Work required: Print the listing once more, exactly as written.

Supplied entries:
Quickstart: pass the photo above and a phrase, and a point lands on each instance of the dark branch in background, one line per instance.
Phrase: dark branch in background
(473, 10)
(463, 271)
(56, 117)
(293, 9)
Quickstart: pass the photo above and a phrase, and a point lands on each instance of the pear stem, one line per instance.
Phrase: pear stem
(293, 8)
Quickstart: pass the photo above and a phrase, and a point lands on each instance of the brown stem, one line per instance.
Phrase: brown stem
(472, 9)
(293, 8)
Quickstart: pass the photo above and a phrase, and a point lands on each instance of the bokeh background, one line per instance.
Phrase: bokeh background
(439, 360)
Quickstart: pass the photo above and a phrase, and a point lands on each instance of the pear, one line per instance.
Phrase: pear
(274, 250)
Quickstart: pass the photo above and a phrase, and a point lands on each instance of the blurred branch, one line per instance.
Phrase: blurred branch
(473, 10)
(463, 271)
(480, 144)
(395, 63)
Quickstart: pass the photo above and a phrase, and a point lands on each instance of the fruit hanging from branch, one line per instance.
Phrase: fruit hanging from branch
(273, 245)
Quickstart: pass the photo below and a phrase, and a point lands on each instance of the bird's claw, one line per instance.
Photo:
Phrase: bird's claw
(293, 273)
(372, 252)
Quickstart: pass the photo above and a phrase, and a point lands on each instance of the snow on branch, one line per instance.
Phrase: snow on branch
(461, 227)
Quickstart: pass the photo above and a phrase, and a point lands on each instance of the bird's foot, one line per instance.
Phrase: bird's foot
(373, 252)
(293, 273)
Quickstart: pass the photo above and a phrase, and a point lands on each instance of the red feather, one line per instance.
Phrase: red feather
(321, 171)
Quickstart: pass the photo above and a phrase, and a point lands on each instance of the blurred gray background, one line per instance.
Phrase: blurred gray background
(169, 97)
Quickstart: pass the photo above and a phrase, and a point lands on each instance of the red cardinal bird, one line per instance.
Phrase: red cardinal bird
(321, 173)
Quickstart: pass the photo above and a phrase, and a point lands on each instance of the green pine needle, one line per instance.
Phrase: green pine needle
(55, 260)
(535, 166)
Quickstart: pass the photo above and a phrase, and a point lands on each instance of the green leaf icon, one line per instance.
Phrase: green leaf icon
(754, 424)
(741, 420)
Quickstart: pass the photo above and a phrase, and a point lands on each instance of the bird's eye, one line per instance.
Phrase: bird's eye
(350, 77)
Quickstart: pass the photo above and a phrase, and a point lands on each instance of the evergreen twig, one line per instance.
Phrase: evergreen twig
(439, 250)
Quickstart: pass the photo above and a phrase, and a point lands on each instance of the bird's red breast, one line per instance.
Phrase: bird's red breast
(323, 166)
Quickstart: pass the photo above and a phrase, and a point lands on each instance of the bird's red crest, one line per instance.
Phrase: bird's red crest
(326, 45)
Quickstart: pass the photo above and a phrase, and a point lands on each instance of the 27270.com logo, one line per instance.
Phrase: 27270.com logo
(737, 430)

Solution below:
Quickstart: pass the photo above and a phrase, and a point lands on each instance of the dark branch in background, one line per instance.
Phrase: dark branch in background
(473, 10)
(463, 271)
(56, 117)
(293, 9)
Quickstart: pass the photo above and a phrase, and a point lands on each instance of the pear stem, one line per instance.
Phrase: pear stem
(293, 8)
Quickstart: pass the photo above and a phrase, and a point lands on each instance of the brown stem, one line per instance.
Phrase: brown stem
(472, 9)
(293, 8)
Quickstart: pass the photo above and a phrase, and a point lands on each instance of the bokeh background, one line per instance.
Phrase: bokeh background
(439, 360)
Quickstart: pass the photo above and a phrase, and a point lands on each instance of the pear, one line per instance.
Phrase: pear
(274, 250)
Quickstart: pass the photo above and a phrase, and a point lands on each instance of the blurred branch, one line per instance.
Phrase: blurred branch
(473, 10)
(463, 271)
(480, 144)
(395, 63)
Quickstart: pass the photo above and a phrase, and a point lands on each instance of the fruit hanging from branch, one line per instance.
Phrase: fruit hanging from branch
(273, 245)
Quickstart: pass the photo below and a phrase, and a point lands on each instance of the bird's claw, one line per instance.
Photo:
Phrase: bird's claw
(293, 273)
(372, 252)
Quickstart: pass the photo above and a phrase, and a point lands on each instance of the snow on branch, one line per instance.
Phrase: snow on branch
(461, 227)
Quickstart: pass the photo above and a phrase, and a point lands on each instance of the bird's foot, one line per instance.
Phrase: bird's foot
(373, 252)
(293, 273)
Quickstart: pass the photo above and a phrase, and a point lands on each instance of the red feather, one line per instance.
Phrase: red feather
(321, 171)
Quickstart: pass the photo above and a phrase, and a point lands on each instance of the blurred gray background, one line per instance.
Phrase: blurred gray background
(169, 97)
Quickstart: pass the photo above and a phrase, and a point lands on each instance of the red cardinal bird, one line per instance.
Phrase: red cardinal bird
(321, 173)
Quickstart: pass the photo above and a phrase, and a point lands on each instance of the green pine needle, one line per instance.
Phrase: green pine needle
(55, 260)
(535, 166)
Quickstart: pass the photo above and a phrase, and a point lands on each instance of the green leaf icon, one line per instance.
Phrase: green leaf icon
(754, 424)
(741, 420)
Quickstart: pass the photo above and a phrase, and a point lands on each instance of the bird's eye, one line per instance.
Phrase: bird's eye
(350, 77)
Quickstart: pass the photo above and a phrase, and a point lands on each instance of the evergreen twig, one line per instance.
Phrase: evergreen twig
(439, 250)
Quickstart: pass the photo above and a phrase, and a point lands on each instance of the bird's red breast, one line per instance.
Phrase: bird's red breast
(323, 166)
Quickstart: pass the photo above and a phrase, and a point lands on each instance of the bird's red crest, one line per instance.
Phrase: bird's red crest
(326, 45)
Quickstart: pass the photo above and a phrase, and a point lands on each instance of the 27270.com logo, one line per instance.
Phrase: 27270.com logo
(737, 430)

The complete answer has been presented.